Text section below:

Our base camp site is the farthest one up the trail, again. On the positive side, that means just a few minutes less of a climb to high camp tomorrow, so all is well. Once we hit camp, we made our way into the dining tent where hot tea and hot pineapple Tang/juice awaited us. (Don't knock it 'til you've tried it!) Lunch soon followed- grilled cheese, hot curried potatoes (yum!), coleslaw with carrots, and some smoked-fish salad which I didn't have the stomach to try. It is amazing how one's appetite diminishes at altitude -- right now, I am still Wheat Thin Dreamin'...

After lunch, I felt so cold, and we separated to set up our tents. Lucy and Corell are sharing this time around, and I am hoping that my medical kit boxes will keep me warm. Right now, they are proving useful as a back rest while I write this blog entry. Don't know how much off-gassing they'll do, but hopefully it'll all be for the good, and for some heat.

This is a wind-swept, desolate camp, and there are perhaps twenty or so other tents sprinkled around. There is what looks to be a latrine a bit down-camp, and another a bit beyond us. The latrine closest to us was locked, with a sign on the door reading "Do not use until March 2012." By the powers that be. Well, it is now late March, and our porters took a crow bar to open the door. Not sure what the penalty is for Breaking and Entering Latrines, but these guys don't seem too worried. The latrine is supposed to be for solid waste, and liquid waste is to be sprinkled around camp, literally. Very different from EBC where we had a tent for each. I am not sure if there is much benefit from this latrine...the platform is built up so that one of those ubiquitous blue barrels fits neatly just below the hole in the floor. With the wind whipping up through the valley, and through that hole, it'll be might cold taking care of business. (Again, the bowels references...can't help it, it's a way of life here in the hills...)

End of Text section.

Exercise prompt ->
In the base camp entry, what did the sign on the closest latrine's door say? Please give its wording. The data after this has nothing to do with the base camp entry.

Exercise data below:

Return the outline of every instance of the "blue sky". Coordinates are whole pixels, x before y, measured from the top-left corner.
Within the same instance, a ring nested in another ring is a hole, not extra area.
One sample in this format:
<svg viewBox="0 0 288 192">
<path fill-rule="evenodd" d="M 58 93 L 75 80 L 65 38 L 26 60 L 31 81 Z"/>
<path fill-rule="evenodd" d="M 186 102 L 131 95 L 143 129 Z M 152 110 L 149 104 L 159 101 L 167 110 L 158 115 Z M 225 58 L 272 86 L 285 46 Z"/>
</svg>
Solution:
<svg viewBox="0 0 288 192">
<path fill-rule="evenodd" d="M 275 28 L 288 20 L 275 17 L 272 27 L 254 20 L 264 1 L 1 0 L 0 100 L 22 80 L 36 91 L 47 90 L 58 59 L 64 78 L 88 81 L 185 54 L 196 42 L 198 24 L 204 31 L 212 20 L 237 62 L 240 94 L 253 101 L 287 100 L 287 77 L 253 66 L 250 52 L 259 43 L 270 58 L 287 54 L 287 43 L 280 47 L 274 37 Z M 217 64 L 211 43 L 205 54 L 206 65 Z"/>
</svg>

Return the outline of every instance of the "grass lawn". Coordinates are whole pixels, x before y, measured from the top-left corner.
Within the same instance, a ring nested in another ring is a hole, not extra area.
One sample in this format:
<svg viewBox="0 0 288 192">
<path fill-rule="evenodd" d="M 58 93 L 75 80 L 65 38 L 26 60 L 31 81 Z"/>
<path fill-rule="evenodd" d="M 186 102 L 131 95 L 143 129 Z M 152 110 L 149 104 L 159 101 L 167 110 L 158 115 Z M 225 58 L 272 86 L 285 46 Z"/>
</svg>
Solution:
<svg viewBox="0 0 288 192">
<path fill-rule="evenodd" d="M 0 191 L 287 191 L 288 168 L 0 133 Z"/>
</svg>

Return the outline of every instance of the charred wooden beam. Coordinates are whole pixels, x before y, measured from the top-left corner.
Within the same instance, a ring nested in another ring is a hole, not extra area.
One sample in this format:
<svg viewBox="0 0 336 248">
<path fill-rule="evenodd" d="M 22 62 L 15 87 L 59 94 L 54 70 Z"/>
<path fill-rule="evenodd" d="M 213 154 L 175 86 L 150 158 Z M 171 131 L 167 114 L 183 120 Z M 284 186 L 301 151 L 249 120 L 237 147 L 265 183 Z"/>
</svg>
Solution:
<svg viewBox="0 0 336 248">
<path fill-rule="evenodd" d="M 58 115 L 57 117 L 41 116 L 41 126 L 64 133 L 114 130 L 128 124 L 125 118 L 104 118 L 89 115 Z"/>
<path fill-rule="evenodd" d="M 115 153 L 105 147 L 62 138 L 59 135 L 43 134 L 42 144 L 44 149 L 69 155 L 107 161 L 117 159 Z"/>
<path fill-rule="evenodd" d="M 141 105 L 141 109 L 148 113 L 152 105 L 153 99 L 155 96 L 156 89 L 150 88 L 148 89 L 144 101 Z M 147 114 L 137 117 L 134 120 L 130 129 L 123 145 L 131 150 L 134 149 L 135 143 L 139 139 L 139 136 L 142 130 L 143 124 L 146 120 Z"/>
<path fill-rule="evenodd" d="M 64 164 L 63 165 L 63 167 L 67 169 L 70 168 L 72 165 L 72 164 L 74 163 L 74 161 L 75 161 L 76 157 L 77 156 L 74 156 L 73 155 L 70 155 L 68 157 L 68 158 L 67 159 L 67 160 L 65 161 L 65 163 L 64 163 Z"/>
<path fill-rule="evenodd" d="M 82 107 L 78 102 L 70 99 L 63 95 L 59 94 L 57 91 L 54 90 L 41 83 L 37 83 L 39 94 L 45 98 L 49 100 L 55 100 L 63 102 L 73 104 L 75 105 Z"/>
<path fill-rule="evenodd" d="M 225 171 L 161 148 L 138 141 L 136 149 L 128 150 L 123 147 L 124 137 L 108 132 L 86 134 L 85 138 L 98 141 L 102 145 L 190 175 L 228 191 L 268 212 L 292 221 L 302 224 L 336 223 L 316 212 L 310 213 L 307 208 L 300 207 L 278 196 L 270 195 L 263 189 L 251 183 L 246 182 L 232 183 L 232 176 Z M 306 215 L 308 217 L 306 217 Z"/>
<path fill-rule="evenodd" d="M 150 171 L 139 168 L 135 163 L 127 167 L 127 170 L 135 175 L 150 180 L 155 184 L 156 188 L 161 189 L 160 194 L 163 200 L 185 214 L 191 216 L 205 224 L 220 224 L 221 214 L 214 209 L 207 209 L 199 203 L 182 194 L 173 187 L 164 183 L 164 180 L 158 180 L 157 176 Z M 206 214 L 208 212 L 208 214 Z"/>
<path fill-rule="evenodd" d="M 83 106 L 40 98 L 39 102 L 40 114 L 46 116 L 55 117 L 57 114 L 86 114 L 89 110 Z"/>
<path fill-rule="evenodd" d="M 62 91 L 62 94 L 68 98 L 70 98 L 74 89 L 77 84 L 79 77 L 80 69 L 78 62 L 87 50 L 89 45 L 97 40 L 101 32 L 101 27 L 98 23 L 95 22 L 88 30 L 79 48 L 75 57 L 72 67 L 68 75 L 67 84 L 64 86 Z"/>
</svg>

End of Exercise data.

Solution below ->
"Do not use until March 2012."